- Saved entries
........

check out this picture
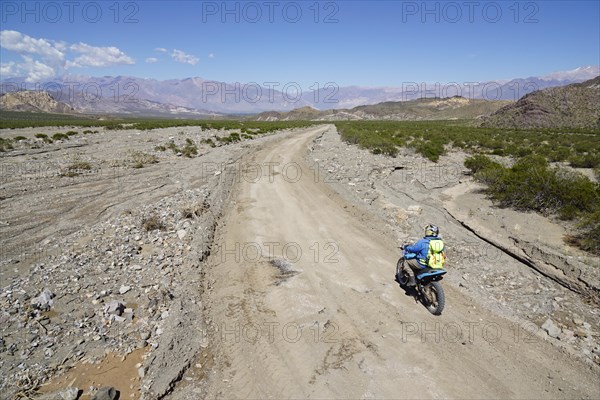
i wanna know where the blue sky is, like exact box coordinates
[1,1,599,88]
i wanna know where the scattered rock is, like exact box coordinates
[177,229,187,240]
[30,288,55,311]
[92,386,119,400]
[119,285,131,295]
[104,300,125,316]
[541,318,562,338]
[60,386,81,400]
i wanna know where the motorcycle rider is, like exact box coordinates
[403,224,441,287]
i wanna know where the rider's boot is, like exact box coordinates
[407,276,416,287]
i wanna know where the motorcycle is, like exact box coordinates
[395,246,447,315]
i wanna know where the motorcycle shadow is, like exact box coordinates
[395,276,421,305]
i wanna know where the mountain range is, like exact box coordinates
[1,66,598,115]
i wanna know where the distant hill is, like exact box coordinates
[0,91,74,114]
[0,89,223,118]
[481,76,600,129]
[255,97,511,121]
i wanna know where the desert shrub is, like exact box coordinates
[466,154,600,252]
[34,133,53,143]
[182,143,198,158]
[52,133,69,141]
[372,142,398,157]
[66,130,78,136]
[0,137,13,151]
[83,130,94,134]
[216,133,241,144]
[14,136,27,141]
[201,138,216,147]
[167,142,180,153]
[154,145,166,151]
[467,154,600,218]
[548,147,571,162]
[411,140,445,162]
[180,200,209,219]
[142,214,166,231]
[464,155,501,174]
[569,154,600,168]
[565,210,600,255]
[62,161,93,177]
[130,151,158,168]
[464,155,505,186]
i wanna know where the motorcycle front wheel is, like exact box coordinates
[422,281,445,315]
[395,258,409,287]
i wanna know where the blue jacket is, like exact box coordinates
[405,236,435,268]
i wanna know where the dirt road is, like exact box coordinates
[201,126,600,399]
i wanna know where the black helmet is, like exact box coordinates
[425,224,439,237]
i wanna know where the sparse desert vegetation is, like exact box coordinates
[335,120,600,253]
[130,151,159,168]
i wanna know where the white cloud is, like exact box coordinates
[0,61,21,77]
[0,58,55,83]
[22,57,56,82]
[171,49,199,65]
[0,30,64,65]
[146,57,158,64]
[208,53,215,59]
[67,43,134,68]
[155,47,168,53]
[0,30,135,82]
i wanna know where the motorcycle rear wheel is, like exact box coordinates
[422,281,445,315]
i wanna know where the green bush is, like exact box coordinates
[62,161,93,177]
[34,133,53,143]
[569,154,600,168]
[484,155,598,216]
[130,151,158,168]
[411,140,445,162]
[52,133,69,141]
[181,140,198,158]
[201,138,216,147]
[0,137,13,151]
[465,154,600,252]
[571,211,600,255]
[464,155,502,174]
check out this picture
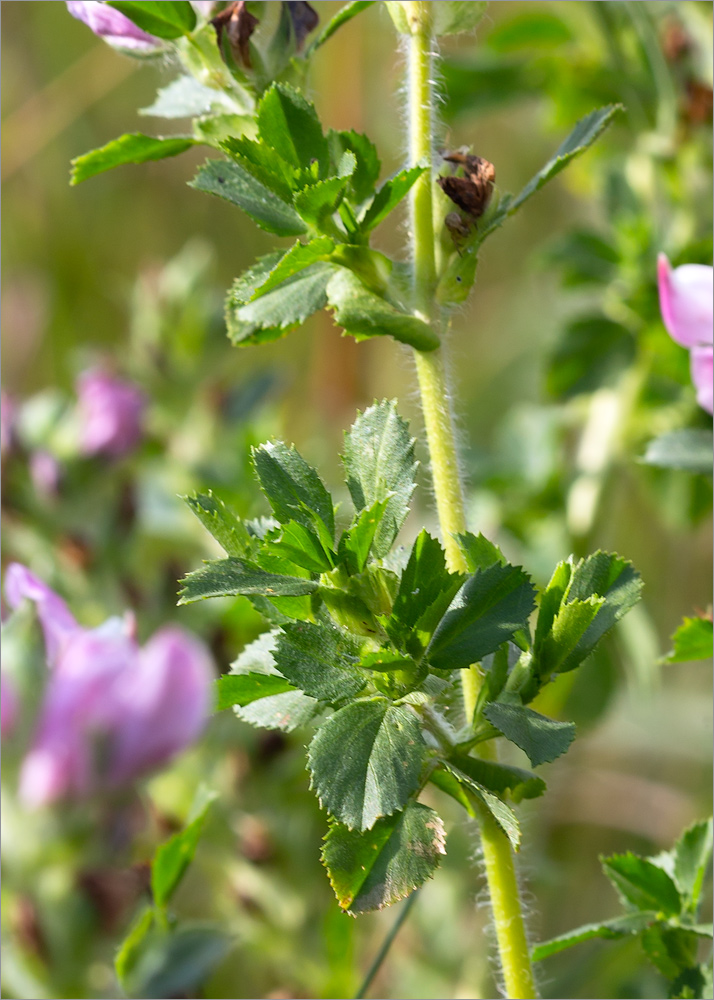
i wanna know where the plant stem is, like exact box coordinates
[354,889,420,999]
[405,4,538,996]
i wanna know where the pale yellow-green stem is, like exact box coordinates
[404,4,538,996]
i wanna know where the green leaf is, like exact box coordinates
[274,622,366,704]
[642,430,713,475]
[193,114,254,147]
[217,672,296,710]
[532,911,657,961]
[547,317,635,400]
[308,700,426,830]
[184,492,248,557]
[360,165,427,231]
[106,0,196,38]
[228,630,320,731]
[433,1,488,35]
[250,238,335,299]
[322,802,445,914]
[190,159,307,236]
[453,755,546,803]
[293,171,353,229]
[221,135,300,202]
[327,270,439,351]
[482,703,575,766]
[178,558,318,604]
[308,1,377,53]
[673,819,713,912]
[670,964,713,1000]
[442,761,521,849]
[641,924,699,979]
[602,853,683,916]
[274,520,334,574]
[456,531,506,572]
[387,530,464,652]
[252,440,335,543]
[141,77,238,118]
[115,908,155,992]
[122,925,232,1000]
[71,133,195,185]
[487,10,573,51]
[665,617,713,664]
[328,129,381,203]
[338,498,391,574]
[256,83,329,177]
[226,257,334,346]
[342,400,418,558]
[534,596,605,677]
[427,562,536,670]
[152,789,216,909]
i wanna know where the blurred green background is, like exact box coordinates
[2,2,712,998]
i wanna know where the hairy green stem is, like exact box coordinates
[404,4,537,996]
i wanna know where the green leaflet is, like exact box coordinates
[532,911,658,962]
[326,270,439,351]
[664,617,714,664]
[327,129,381,203]
[342,400,418,559]
[190,160,307,236]
[221,135,301,202]
[249,238,335,299]
[274,622,366,704]
[307,1,378,54]
[293,170,353,229]
[216,673,297,710]
[452,754,546,803]
[440,762,521,850]
[273,520,334,574]
[672,819,714,911]
[308,699,426,830]
[152,789,216,909]
[322,802,445,914]
[482,703,575,767]
[602,853,683,917]
[360,164,427,231]
[427,562,536,670]
[178,558,318,604]
[456,531,506,572]
[256,83,330,177]
[337,497,391,574]
[642,429,714,475]
[71,133,196,185]
[183,492,249,557]
[252,440,335,544]
[106,0,195,38]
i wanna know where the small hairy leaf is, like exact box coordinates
[308,700,426,831]
[665,617,714,664]
[532,911,657,961]
[106,0,195,37]
[327,270,439,350]
[642,429,713,475]
[441,762,521,849]
[178,558,318,603]
[673,819,713,912]
[360,164,427,231]
[602,853,683,916]
[256,83,329,177]
[152,789,216,908]
[274,622,366,704]
[483,703,575,766]
[322,802,445,914]
[184,492,248,557]
[453,755,546,803]
[252,441,335,543]
[71,133,195,185]
[190,160,307,236]
[427,563,536,670]
[343,400,418,558]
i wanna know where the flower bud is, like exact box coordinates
[76,369,146,458]
[66,1,162,52]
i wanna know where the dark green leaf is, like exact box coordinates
[547,317,635,400]
[183,492,248,557]
[256,83,329,177]
[453,755,546,803]
[71,133,196,185]
[152,789,216,908]
[322,802,445,914]
[670,964,712,1000]
[250,238,335,298]
[308,700,426,830]
[106,1,196,38]
[532,912,657,961]
[217,672,296,710]
[123,924,232,1000]
[360,165,427,232]
[252,440,335,542]
[387,530,464,652]
[665,617,713,664]
[229,631,320,731]
[642,430,713,475]
[275,622,366,704]
[226,258,334,346]
[427,563,536,670]
[342,400,418,558]
[221,135,300,201]
[338,498,391,574]
[178,558,318,604]
[308,1,377,53]
[673,819,713,911]
[456,531,506,572]
[441,762,521,849]
[483,703,575,766]
[141,77,237,118]
[328,129,381,203]
[190,159,307,236]
[602,853,682,916]
[327,270,438,351]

........

Please print all the lines above exactly as given and leave out every picture.

check out this picture
i wanna know where the blue sky is, like exact box coordinates
[1,1,599,88]
i wanna know where the scattered rock is, like exact box coordinates
[177,229,187,240]
[30,288,55,311]
[92,386,119,400]
[119,285,131,295]
[104,300,125,316]
[541,318,562,338]
[60,386,81,400]
i wanna know where the motorcycle rider is, like exact box coordinates
[403,224,441,287]
i wanna know where the rider's boot is, like exact box coordinates
[407,276,416,287]
i wanna know where the motorcycle is, like exact box coordinates
[395,246,447,315]
i wanna know where the motorcycle shadow is, like exact box coordinates
[395,276,421,305]
i wanna know where the mountain range is, like exact box coordinates
[1,66,598,115]
i wanna know where the distant hill is, like exact box coordinates
[0,91,74,114]
[0,89,223,118]
[481,76,600,129]
[255,97,511,121]
i wanna know where the desert shrub is, like exact box coordinates
[466,154,600,252]
[34,133,53,143]
[182,143,198,158]
[52,133,69,141]
[372,142,398,157]
[66,130,78,136]
[0,137,13,151]
[83,130,94,134]
[216,133,241,144]
[14,136,27,141]
[201,138,216,147]
[167,142,180,153]
[154,145,166,151]
[467,154,600,218]
[548,147,571,162]
[411,140,445,162]
[180,200,209,219]
[142,214,166,231]
[464,155,501,174]
[569,154,600,168]
[565,210,600,255]
[62,161,93,177]
[130,151,158,168]
[464,155,505,186]
i wanna know where the motorcycle front wheel is, like exact box coordinates
[422,281,445,315]
[395,258,409,287]
i wanna know where the blue jacket is, like exact box coordinates
[405,236,435,268]
i wanna know where the dirt road is, like exact box coordinates
[201,126,600,399]
i wanna know where the black helmet is, like exact box coordinates
[425,224,439,237]
i wanna know where the sparse desert vegetation is, like exact box coordinates
[335,120,600,253]
[130,151,159,168]
i wanna know where the white cloud is, like exact box coordinates
[0,61,21,77]
[0,58,55,83]
[22,57,56,82]
[171,49,199,65]
[0,30,64,65]
[146,57,158,64]
[208,53,215,59]
[67,43,134,68]
[155,47,168,53]
[0,30,135,82]
i wanna know where the motorcycle rear wheel is, like exact box coordinates
[422,281,445,315]
i wanna know where the green bush is, like exact box coordinates
[62,161,93,177]
[34,133,53,143]
[569,154,600,168]
[484,155,598,216]
[130,151,158,168]
[411,140,445,162]
[52,133,69,141]
[181,140,198,158]
[201,138,216,147]
[0,137,13,151]
[465,154,600,252]
[571,211,600,255]
[464,155,502,174]
check out this picture
i wanna know where the plant stem is, like exact box coordinates
[354,889,420,999]
[405,4,538,996]
i wanna know where the pale yellow-green stem is, like exact box coordinates
[404,4,538,996]
i wanna know where the green leaf is, like exact box coordinates
[274,622,366,704]
[642,430,713,475]
[193,114,254,147]
[217,672,296,710]
[532,911,657,961]
[547,317,635,400]
[308,700,426,830]
[184,492,248,557]
[360,165,427,231]
[106,0,196,38]
[228,630,320,731]
[433,1,488,35]
[250,238,335,299]
[322,802,445,914]
[190,159,307,236]
[453,755,546,803]
[293,171,353,229]
[221,135,300,202]
[327,270,439,351]
[482,703,575,766]
[178,558,318,604]
[308,1,377,53]
[673,819,713,912]
[670,964,713,1000]
[442,761,521,849]
[641,924,699,979]
[602,853,683,916]
[274,520,334,574]
[456,531,506,572]
[387,530,464,652]
[252,440,335,543]
[141,77,238,118]
[115,908,155,992]
[122,925,232,1000]
[71,133,195,185]
[487,10,573,51]
[665,617,713,664]
[328,129,381,203]
[338,498,391,574]
[256,83,329,177]
[226,257,334,346]
[342,400,418,558]
[534,596,605,677]
[427,562,536,670]
[152,789,216,909]
i wanna know where the blurred green background is, like exact box coordinates
[2,2,712,998]
i wanna know where the hairy green stem is, like exact box coordinates
[404,4,537,996]
i wanna know where the green leaflet is, like exact box coordinates
[532,911,658,962]
[326,270,439,351]
[664,617,714,664]
[327,129,381,203]
[342,400,418,559]
[190,160,307,236]
[221,135,301,202]
[249,238,335,299]
[274,622,366,704]
[307,1,378,54]
[293,170,353,229]
[216,673,297,710]
[452,754,546,803]
[440,762,521,850]
[273,520,334,574]
[672,819,714,911]
[308,699,426,830]
[152,789,216,909]
[322,802,445,914]
[482,703,575,767]
[602,853,683,917]
[360,164,427,231]
[427,562,536,670]
[178,558,318,604]
[456,531,506,572]
[256,83,330,177]
[337,497,391,574]
[642,429,714,475]
[71,133,196,185]
[183,492,249,557]
[252,440,335,544]
[106,0,195,38]
i wanna know where the small hairy leaf is, like exact box coordinates
[308,700,426,831]
[665,617,714,664]
[532,911,657,961]
[106,0,195,37]
[327,270,439,350]
[642,429,713,475]
[441,762,521,849]
[178,558,318,603]
[673,819,713,912]
[360,164,427,231]
[602,853,683,916]
[256,83,329,177]
[152,789,216,908]
[274,622,366,704]
[483,703,575,766]
[322,802,445,914]
[184,492,248,557]
[453,755,546,803]
[252,441,335,543]
[71,133,195,185]
[190,160,307,236]
[427,563,536,670]
[343,400,418,558]
i wanna know where the flower bud is, like exact box coordinates
[76,369,146,458]
[66,1,162,52]
i wanna know where the dark green leaf is, like exact box coordinates
[547,317,635,400]
[183,492,248,557]
[256,83,329,177]
[453,755,546,803]
[71,133,196,185]
[152,789,216,908]
[322,802,445,914]
[670,964,712,1000]
[250,238,335,298]
[308,700,426,830]
[106,1,196,38]
[532,912,657,961]
[217,672,296,710]
[123,924,232,1000]
[360,165,427,232]
[252,440,335,542]
[387,530,464,652]
[665,617,713,664]
[229,631,320,731]
[642,430,713,475]
[275,622,366,704]
[226,258,334,346]
[427,563,536,670]
[342,400,418,558]
[221,135,300,201]
[338,498,391,574]
[178,558,318,604]
[308,1,377,53]
[673,819,713,911]
[456,531,506,572]
[441,762,521,849]
[483,703,575,766]
[141,77,237,118]
[328,129,381,203]
[190,159,307,236]
[602,853,682,916]
[327,270,438,351]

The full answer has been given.